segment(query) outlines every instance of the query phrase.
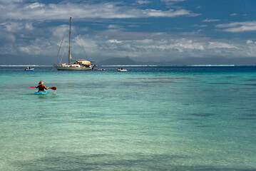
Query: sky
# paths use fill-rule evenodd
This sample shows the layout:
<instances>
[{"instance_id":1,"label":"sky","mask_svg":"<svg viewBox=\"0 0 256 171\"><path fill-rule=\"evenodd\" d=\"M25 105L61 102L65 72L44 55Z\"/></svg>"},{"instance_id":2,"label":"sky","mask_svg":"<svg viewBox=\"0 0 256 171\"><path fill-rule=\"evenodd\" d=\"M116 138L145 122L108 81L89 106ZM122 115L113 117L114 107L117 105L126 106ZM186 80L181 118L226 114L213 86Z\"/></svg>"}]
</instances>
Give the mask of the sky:
<instances>
[{"instance_id":1,"label":"sky","mask_svg":"<svg viewBox=\"0 0 256 171\"><path fill-rule=\"evenodd\" d=\"M255 0L1 0L0 65L53 64L69 17L73 58L85 51L96 64L253 58L255 7Z\"/></svg>"}]
</instances>

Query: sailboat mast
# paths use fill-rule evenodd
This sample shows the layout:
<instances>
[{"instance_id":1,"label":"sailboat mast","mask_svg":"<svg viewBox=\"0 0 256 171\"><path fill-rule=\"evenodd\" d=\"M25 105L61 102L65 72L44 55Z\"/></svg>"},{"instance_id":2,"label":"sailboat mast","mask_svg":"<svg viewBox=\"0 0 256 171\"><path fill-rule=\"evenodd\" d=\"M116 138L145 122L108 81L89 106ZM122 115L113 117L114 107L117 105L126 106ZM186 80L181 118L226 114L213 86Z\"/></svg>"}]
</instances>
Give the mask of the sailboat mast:
<instances>
[{"instance_id":1,"label":"sailboat mast","mask_svg":"<svg viewBox=\"0 0 256 171\"><path fill-rule=\"evenodd\" d=\"M70 17L69 18L70 24L69 24L68 65L70 65L70 60L71 60L70 48L71 48L71 19L72 19L72 17Z\"/></svg>"}]
</instances>

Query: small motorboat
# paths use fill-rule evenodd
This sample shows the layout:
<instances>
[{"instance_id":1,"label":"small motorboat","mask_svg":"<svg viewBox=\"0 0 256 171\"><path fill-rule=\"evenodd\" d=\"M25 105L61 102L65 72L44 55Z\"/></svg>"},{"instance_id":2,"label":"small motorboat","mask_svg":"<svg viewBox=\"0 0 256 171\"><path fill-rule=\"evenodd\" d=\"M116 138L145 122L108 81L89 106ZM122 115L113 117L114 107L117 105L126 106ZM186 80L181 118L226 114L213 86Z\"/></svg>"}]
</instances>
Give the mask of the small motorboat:
<instances>
[{"instance_id":1,"label":"small motorboat","mask_svg":"<svg viewBox=\"0 0 256 171\"><path fill-rule=\"evenodd\" d=\"M127 70L123 69L123 68L121 68L121 69L118 68L118 71L120 71L120 72L126 72L127 71Z\"/></svg>"},{"instance_id":2,"label":"small motorboat","mask_svg":"<svg viewBox=\"0 0 256 171\"><path fill-rule=\"evenodd\" d=\"M95 71L106 71L106 69L94 69Z\"/></svg>"}]
</instances>

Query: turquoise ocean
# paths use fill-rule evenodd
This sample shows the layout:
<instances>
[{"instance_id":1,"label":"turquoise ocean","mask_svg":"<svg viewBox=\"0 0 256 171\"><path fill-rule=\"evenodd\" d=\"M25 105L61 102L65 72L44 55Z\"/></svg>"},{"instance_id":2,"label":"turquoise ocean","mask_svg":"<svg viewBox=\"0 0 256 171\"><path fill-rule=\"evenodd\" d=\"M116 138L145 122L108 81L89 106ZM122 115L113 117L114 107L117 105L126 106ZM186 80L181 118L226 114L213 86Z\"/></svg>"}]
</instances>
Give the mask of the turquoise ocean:
<instances>
[{"instance_id":1,"label":"turquoise ocean","mask_svg":"<svg viewBox=\"0 0 256 171\"><path fill-rule=\"evenodd\" d=\"M256 170L256 66L31 68L0 67L0 170Z\"/></svg>"}]
</instances>

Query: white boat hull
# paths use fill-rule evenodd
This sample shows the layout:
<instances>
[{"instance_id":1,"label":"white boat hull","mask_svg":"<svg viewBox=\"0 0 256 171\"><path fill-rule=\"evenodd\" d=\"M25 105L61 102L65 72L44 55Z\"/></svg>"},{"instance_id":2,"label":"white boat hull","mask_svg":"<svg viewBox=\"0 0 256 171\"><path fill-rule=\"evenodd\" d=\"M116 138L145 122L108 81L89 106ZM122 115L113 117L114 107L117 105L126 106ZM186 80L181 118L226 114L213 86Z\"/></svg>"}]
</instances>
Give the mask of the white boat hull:
<instances>
[{"instance_id":1,"label":"white boat hull","mask_svg":"<svg viewBox=\"0 0 256 171\"><path fill-rule=\"evenodd\" d=\"M93 69L92 67L72 67L72 66L55 66L58 71L91 71Z\"/></svg>"}]
</instances>

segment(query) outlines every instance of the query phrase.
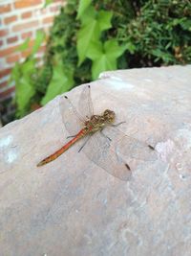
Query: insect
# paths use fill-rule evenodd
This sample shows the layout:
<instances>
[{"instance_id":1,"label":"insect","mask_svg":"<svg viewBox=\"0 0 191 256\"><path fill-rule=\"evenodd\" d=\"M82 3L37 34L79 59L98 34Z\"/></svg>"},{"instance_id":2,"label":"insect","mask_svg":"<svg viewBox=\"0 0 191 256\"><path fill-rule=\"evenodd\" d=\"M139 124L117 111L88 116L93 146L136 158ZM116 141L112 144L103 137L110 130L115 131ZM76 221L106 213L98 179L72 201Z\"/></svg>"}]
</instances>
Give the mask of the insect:
<instances>
[{"instance_id":1,"label":"insect","mask_svg":"<svg viewBox=\"0 0 191 256\"><path fill-rule=\"evenodd\" d=\"M91 161L121 180L128 180L132 170L120 150L134 158L155 158L153 146L127 136L117 128L125 122L115 124L116 114L113 110L105 109L100 115L94 114L90 85L82 90L78 108L79 113L67 96L60 100L63 122L70 133L68 138L71 139L58 151L40 161L38 167L56 159L78 141L82 141L79 152L83 151Z\"/></svg>"}]
</instances>

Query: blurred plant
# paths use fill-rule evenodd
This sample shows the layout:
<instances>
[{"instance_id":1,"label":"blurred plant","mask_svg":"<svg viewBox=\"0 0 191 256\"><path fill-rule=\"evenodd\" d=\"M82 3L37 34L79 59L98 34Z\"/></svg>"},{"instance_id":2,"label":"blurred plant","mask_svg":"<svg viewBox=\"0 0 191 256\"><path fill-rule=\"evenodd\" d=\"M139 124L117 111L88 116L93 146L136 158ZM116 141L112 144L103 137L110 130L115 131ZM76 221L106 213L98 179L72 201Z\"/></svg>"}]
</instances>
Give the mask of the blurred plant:
<instances>
[{"instance_id":1,"label":"blurred plant","mask_svg":"<svg viewBox=\"0 0 191 256\"><path fill-rule=\"evenodd\" d=\"M190 15L188 0L68 0L42 67L34 58L43 37L37 35L32 56L12 71L17 117L105 70L191 62Z\"/></svg>"}]
</instances>

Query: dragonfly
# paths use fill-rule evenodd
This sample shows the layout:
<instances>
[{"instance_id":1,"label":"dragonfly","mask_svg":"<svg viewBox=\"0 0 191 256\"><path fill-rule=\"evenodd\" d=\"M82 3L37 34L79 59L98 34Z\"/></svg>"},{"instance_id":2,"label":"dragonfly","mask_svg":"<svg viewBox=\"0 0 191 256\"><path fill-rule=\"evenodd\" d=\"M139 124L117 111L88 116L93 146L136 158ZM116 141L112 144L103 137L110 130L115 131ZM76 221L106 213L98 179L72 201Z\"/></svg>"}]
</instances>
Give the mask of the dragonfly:
<instances>
[{"instance_id":1,"label":"dragonfly","mask_svg":"<svg viewBox=\"0 0 191 256\"><path fill-rule=\"evenodd\" d=\"M105 109L102 114L94 114L91 86L86 85L81 92L78 110L67 96L60 99L60 112L68 130L70 140L55 152L44 158L37 167L48 164L81 141L78 152L101 167L108 174L127 181L132 175L132 168L125 160L128 155L133 159L156 159L155 148L145 142L123 133L118 127L126 122L116 124L116 113Z\"/></svg>"}]
</instances>

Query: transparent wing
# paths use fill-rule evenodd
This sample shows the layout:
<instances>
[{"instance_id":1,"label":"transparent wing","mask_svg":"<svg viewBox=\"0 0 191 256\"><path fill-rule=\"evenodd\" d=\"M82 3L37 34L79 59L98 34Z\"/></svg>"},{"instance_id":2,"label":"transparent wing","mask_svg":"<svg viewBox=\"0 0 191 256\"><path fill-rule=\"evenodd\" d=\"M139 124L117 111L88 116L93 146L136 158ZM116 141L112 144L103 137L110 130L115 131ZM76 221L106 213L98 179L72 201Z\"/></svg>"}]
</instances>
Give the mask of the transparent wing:
<instances>
[{"instance_id":1,"label":"transparent wing","mask_svg":"<svg viewBox=\"0 0 191 256\"><path fill-rule=\"evenodd\" d=\"M121 180L128 180L131 177L128 163L114 151L111 141L100 132L91 136L82 151L91 161L110 175Z\"/></svg>"},{"instance_id":2,"label":"transparent wing","mask_svg":"<svg viewBox=\"0 0 191 256\"><path fill-rule=\"evenodd\" d=\"M66 96L60 97L59 107L66 129L70 135L75 135L83 127L83 118Z\"/></svg>"},{"instance_id":3,"label":"transparent wing","mask_svg":"<svg viewBox=\"0 0 191 256\"><path fill-rule=\"evenodd\" d=\"M90 85L85 86L81 92L78 103L78 110L85 118L90 118L94 114Z\"/></svg>"},{"instance_id":4,"label":"transparent wing","mask_svg":"<svg viewBox=\"0 0 191 256\"><path fill-rule=\"evenodd\" d=\"M115 140L116 151L119 151L122 155L144 161L157 160L158 154L152 145L128 136L114 127L106 128L104 132L112 140Z\"/></svg>"}]
</instances>

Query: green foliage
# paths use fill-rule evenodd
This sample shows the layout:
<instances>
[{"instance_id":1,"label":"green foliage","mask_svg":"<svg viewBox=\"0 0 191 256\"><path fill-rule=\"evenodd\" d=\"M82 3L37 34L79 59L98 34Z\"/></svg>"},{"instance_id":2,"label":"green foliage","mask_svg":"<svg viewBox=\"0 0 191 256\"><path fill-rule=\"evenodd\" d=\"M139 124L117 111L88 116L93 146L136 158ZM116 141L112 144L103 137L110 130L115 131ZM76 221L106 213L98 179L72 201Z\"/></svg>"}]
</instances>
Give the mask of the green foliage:
<instances>
[{"instance_id":1,"label":"green foliage","mask_svg":"<svg viewBox=\"0 0 191 256\"><path fill-rule=\"evenodd\" d=\"M38 35L32 56L12 71L17 116L105 70L190 63L190 1L68 0L51 29L43 66L34 58Z\"/></svg>"},{"instance_id":2,"label":"green foliage","mask_svg":"<svg viewBox=\"0 0 191 256\"><path fill-rule=\"evenodd\" d=\"M32 46L32 54L23 63L16 63L11 71L11 81L15 82L16 116L22 117L30 110L30 105L35 94L35 83L32 76L37 73L35 54L38 51L45 35L43 32L36 33L36 40ZM30 40L18 47L17 51L25 51L29 48Z\"/></svg>"}]
</instances>

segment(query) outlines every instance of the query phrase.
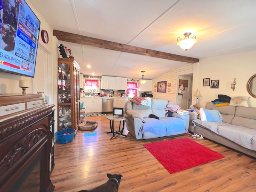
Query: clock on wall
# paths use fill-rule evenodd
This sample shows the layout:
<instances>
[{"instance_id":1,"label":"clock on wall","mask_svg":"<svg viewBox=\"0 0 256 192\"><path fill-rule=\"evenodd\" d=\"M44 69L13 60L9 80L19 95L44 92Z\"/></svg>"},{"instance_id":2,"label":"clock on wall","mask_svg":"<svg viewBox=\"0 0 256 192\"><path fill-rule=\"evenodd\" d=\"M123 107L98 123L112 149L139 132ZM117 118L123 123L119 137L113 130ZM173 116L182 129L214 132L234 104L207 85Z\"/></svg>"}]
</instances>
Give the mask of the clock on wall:
<instances>
[{"instance_id":1,"label":"clock on wall","mask_svg":"<svg viewBox=\"0 0 256 192\"><path fill-rule=\"evenodd\" d=\"M43 42L44 43L48 43L49 42L49 36L48 36L48 33L45 30L42 30L41 31L41 36L42 37L42 40L43 40Z\"/></svg>"}]
</instances>

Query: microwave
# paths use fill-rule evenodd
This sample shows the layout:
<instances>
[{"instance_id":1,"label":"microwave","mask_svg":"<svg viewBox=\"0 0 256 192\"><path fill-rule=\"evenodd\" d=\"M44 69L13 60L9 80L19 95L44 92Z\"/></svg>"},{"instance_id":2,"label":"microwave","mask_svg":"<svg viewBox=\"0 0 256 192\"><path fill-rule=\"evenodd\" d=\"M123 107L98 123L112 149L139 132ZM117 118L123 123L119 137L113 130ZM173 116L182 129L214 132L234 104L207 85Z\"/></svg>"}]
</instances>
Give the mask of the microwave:
<instances>
[{"instance_id":1,"label":"microwave","mask_svg":"<svg viewBox=\"0 0 256 192\"><path fill-rule=\"evenodd\" d=\"M140 96L141 97L153 97L153 94L141 93L140 94Z\"/></svg>"},{"instance_id":2,"label":"microwave","mask_svg":"<svg viewBox=\"0 0 256 192\"><path fill-rule=\"evenodd\" d=\"M145 97L153 97L152 93L145 93Z\"/></svg>"}]
</instances>

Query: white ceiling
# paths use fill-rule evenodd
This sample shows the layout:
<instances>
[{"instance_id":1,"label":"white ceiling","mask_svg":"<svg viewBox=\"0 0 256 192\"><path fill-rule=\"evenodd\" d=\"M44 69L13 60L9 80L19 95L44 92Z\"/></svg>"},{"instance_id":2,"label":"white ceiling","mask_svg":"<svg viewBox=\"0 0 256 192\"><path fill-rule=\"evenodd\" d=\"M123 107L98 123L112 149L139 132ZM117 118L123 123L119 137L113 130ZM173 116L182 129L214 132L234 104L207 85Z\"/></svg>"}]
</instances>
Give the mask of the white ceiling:
<instances>
[{"instance_id":1,"label":"white ceiling","mask_svg":"<svg viewBox=\"0 0 256 192\"><path fill-rule=\"evenodd\" d=\"M54 30L198 58L256 50L255 0L29 0ZM177 38L197 42L185 51ZM152 79L186 64L66 42L80 72ZM88 69L86 65L92 67Z\"/></svg>"}]
</instances>

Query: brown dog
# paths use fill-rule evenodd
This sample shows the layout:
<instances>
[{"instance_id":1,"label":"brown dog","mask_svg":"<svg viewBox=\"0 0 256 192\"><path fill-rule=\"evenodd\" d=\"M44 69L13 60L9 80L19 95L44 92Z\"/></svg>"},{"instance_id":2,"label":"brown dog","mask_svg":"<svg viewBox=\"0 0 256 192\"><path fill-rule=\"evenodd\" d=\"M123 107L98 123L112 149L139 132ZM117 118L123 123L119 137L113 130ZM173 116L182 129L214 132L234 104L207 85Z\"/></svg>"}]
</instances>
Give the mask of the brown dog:
<instances>
[{"instance_id":1,"label":"brown dog","mask_svg":"<svg viewBox=\"0 0 256 192\"><path fill-rule=\"evenodd\" d=\"M90 190L82 190L78 192L118 192L121 182L121 175L107 173L108 180L104 184Z\"/></svg>"}]
</instances>

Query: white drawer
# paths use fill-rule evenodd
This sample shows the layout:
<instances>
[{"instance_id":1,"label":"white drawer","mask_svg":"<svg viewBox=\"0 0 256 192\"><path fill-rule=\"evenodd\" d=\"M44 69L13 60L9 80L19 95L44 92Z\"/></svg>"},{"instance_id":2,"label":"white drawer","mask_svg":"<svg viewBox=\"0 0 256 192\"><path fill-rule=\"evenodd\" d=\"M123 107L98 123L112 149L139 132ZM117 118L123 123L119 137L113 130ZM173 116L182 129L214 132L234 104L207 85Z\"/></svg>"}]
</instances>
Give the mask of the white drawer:
<instances>
[{"instance_id":1,"label":"white drawer","mask_svg":"<svg viewBox=\"0 0 256 192\"><path fill-rule=\"evenodd\" d=\"M37 106L40 106L42 105L43 100L41 99L40 100L37 100L36 101L30 101L28 102L28 106L27 108L28 109L30 109L33 107L36 107Z\"/></svg>"},{"instance_id":2,"label":"white drawer","mask_svg":"<svg viewBox=\"0 0 256 192\"><path fill-rule=\"evenodd\" d=\"M26 103L21 103L0 107L0 116L11 114L26 109Z\"/></svg>"}]
</instances>

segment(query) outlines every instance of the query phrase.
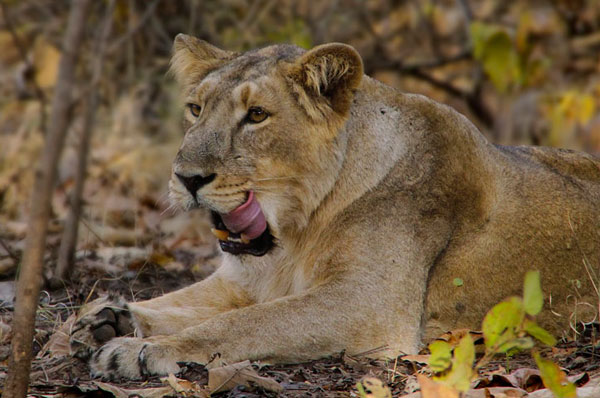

··········

• [Aim]: Repeat the lines above exactly, starting at the line that contains "Query: brown dog" and ending at the last line, and leave the pictures out.

• [Finished task]:
Query: brown dog
# paths use fill-rule evenodd
This sample shows the layout:
<instances>
[{"instance_id":1,"label":"brown dog","mask_svg":"<svg viewBox=\"0 0 256 192\"><path fill-rule=\"evenodd\" d=\"M44 69L13 60L9 80L19 95L44 92Z\"/></svg>"},{"instance_id":2,"label":"brown dog","mask_svg":"<svg viewBox=\"0 0 256 192\"><path fill-rule=\"evenodd\" d=\"M123 107L98 123L112 149L139 132ZM117 118L123 123L119 137L113 130ZM173 116L182 129L214 132L234 104L207 85Z\"/></svg>"}]
</instances>
Give the mask of the brown dog:
<instances>
[{"instance_id":1,"label":"brown dog","mask_svg":"<svg viewBox=\"0 0 256 192\"><path fill-rule=\"evenodd\" d=\"M90 190L82 190L78 192L118 192L121 182L121 175L107 173L108 180L104 184Z\"/></svg>"}]
</instances>

Query: white drawer
# paths use fill-rule evenodd
This sample shows the layout:
<instances>
[{"instance_id":1,"label":"white drawer","mask_svg":"<svg viewBox=\"0 0 256 192\"><path fill-rule=\"evenodd\" d=\"M44 69L13 60L9 80L19 95L44 92Z\"/></svg>"},{"instance_id":2,"label":"white drawer","mask_svg":"<svg viewBox=\"0 0 256 192\"><path fill-rule=\"evenodd\" d=\"M123 107L98 123L112 149L139 132ZM117 118L123 123L119 137L113 130ZM173 116L182 129L214 132L234 104L207 85Z\"/></svg>"}]
</instances>
Give the mask of the white drawer:
<instances>
[{"instance_id":1,"label":"white drawer","mask_svg":"<svg viewBox=\"0 0 256 192\"><path fill-rule=\"evenodd\" d=\"M37 106L40 106L42 105L43 100L41 99L40 100L37 100L36 101L30 101L28 102L28 106L27 108L28 109L30 109L33 107L36 107Z\"/></svg>"},{"instance_id":2,"label":"white drawer","mask_svg":"<svg viewBox=\"0 0 256 192\"><path fill-rule=\"evenodd\" d=\"M26 103L21 103L0 107L0 116L11 114L26 109Z\"/></svg>"}]
</instances>

segment(query) outlines every instance of the query phrase.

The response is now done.